---------- Выбранный отрывок

Что дает повод назвать время и бытие вместе? С самого начала западноевропейского мышления и до сегодняшнего дня бытие означает то же, что и присутствие. Из присутствия, присутствования говорит настоящее. Согласно привычным представлениям, настоящее вместе с прошлым и будущим образует характеристику времени. Бытие как присутствие определяется через время. Этого уже достаточно, чтобы посто­янно производить в мышлении беспорядки. Эти беспоряд­ки усиливаются, как только мы начинаем размышлять о том, каким образом дано это определение бытия через время.

Каким образом? — это вопрос о том, каким образом, почему и отчего в бытии говорит нечто такое, как время. Лю­бая попытка помыслить отношение между бытием и временем с помощью распространенных и приблизительных представле­ний о бытии и времени сейчас же запутывается в путаном сплетении слабопродуманных отношений.

Мы называем время, когда говорим: всему — свое время. Это означает, что все, все сущее, приходит и уходит вовремя, в свое время и остается в течение отмеренного ему времени. Каждой вещи — свое время.

Но является ли бытие вещью? Находится ли бытие, как и все наличное сущее, во времени? А, вообще, есть ли бытие? Если оно есть, то мы должны неизбежно признать, что оно какое-то сущее, и, следовательно, искать его среди прочего сущего. Этот лекционный зал есть. Он освещен. Мы признаем без разговоров и колебаний этот лекционный зал существую­щим. Но где во всем зале найдем мы это «есть»? Нигде среди вещей не найдем мы бытия. Каждой вещи — свое время. Но бытие не вещь, не что-то, находящееся во времени. Несмотря

 

 

на это, бытие по-прежнему определяется как присутствие, как настоящее через время, через временное.

То, что находится во времени и таким образом определяется через время, называют временным. Когда человек умира­ет и отбирается от здешнего, здесь существующего, мы говорим: «Он благословил временное». Временное означает преходящее, такое, что протекает в течение времени. Наш язык говорит еще точнее: такое, что проходит со временем, по­скольку само время проходит. Но между тем как время постоянно проходит, оно все же остается временем. Оставать­ся означает не исчезать, а прибывать в присутствие. Таким образом, время определяется через бытие. Но как же тогда должно бытие оставаться определенным через время? Из постоянства преходящности времени говорит бытие. Все же мы нигде не обнаружим время как какое-то сущее, как вещь.

Бытие — это никакая не вещь, следовательно, бытие не будет ничем временным, но при этом бытие все же определя­ется как присутствие через время.

Время — это никакая не вещь, следовательно, ничто су­щее, но остается в своей преходящности постоянным, не будучи само, в отличие от сущего во времени, чем-то времен­ным.

Бытие и время определяются взаимно, однако так, что о каждом из них нельзя говорить следующим образом: о бытии нельзя говорить как о временном, а о времени нельзя говорить как о сущем. Обдумывая все это, ходим мы вокруг да около противоречащих высказываний.

--------------------

Письменное задание a: Перепечатайте без изменений записи, начиная с самой первой строки и заканчивая строкой, в которой стоит «[471,524,967,851]»; эту строку также включите.

---------- Предоставленные записи

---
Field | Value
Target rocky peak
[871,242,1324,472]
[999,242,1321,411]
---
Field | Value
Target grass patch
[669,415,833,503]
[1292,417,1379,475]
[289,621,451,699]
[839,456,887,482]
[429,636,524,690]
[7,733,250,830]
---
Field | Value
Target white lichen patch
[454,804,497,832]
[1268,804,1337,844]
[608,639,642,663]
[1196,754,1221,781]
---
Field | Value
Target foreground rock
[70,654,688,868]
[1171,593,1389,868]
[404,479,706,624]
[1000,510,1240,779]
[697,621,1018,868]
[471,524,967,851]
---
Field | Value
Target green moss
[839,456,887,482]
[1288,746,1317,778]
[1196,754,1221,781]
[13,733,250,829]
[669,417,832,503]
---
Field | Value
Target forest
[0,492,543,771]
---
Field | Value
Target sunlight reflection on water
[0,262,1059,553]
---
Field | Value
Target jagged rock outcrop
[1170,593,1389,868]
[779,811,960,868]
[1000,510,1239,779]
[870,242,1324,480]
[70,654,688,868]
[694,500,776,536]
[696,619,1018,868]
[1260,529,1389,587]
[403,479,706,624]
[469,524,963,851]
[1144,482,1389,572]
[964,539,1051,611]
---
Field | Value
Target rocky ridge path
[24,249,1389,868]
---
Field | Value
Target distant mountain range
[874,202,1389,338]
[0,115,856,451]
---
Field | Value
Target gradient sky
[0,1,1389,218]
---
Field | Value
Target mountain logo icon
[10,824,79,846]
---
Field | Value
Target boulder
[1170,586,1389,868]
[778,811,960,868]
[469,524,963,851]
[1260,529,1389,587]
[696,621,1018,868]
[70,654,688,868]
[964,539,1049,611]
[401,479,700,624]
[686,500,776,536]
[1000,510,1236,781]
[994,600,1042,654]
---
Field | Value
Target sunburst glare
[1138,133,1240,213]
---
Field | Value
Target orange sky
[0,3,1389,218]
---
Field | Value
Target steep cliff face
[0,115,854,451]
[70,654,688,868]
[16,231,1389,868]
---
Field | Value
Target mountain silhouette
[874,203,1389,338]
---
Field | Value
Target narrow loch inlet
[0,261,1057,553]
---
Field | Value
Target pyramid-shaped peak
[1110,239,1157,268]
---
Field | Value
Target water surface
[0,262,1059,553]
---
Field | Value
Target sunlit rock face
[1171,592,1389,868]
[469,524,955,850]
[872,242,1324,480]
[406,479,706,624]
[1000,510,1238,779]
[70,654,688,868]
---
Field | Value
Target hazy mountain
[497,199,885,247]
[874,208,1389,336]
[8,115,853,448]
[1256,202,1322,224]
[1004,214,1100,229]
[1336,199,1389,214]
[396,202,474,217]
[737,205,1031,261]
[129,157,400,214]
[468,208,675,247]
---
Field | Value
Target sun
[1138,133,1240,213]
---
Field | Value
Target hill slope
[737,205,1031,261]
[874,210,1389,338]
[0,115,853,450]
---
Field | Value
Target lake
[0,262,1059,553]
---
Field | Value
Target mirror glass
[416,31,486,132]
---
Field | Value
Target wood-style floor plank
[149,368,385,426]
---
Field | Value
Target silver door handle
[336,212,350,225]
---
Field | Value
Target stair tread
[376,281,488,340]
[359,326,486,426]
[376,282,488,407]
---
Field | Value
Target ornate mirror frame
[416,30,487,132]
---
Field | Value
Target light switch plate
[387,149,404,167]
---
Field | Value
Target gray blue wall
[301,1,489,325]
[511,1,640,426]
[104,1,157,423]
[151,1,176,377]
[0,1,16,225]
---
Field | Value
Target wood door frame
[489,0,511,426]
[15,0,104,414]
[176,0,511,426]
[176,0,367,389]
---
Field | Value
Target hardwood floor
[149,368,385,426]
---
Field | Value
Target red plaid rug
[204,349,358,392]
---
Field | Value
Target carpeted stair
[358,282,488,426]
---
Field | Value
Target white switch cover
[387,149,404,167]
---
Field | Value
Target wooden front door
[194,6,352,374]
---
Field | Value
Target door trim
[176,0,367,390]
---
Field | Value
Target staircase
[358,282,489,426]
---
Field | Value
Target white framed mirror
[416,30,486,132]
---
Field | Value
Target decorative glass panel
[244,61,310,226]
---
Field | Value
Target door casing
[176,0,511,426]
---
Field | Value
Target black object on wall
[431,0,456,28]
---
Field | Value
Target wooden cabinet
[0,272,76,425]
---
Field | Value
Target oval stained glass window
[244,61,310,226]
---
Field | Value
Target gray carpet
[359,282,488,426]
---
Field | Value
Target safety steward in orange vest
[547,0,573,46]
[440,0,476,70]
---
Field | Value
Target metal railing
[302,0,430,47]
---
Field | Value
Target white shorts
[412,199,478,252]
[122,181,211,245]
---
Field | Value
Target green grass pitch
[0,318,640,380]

--------------------

Письменное задание b: Укажите, что, согласно отрывку о бытии и времени, означает слово «временное».

Письменное решение a:
---
Field | Value
Target rocky peak
[871,242,1324,472]
[999,242,1321,411]
---
Field | Value
Target grass patch
[669,415,833,503]
[1292,417,1379,475]
[289,621,451,699]
[839,456,887,482]
[429,636,524,690]
[7,733,250,830]
---
Field | Value
Target white lichen patch
[454,804,497,832]
[1268,804,1337,844]
[608,639,642,663]
[1196,754,1221,781]
---
Field | Value
Target foreground rock
[70,654,688,868]
[1171,593,1389,868]
[404,479,706,624]
[1000,510,1240,779]
[697,621,1018,868]
[471,524,967,851]

Письменное решение b: Преходящее, то есть такое, что протекает в течение времени.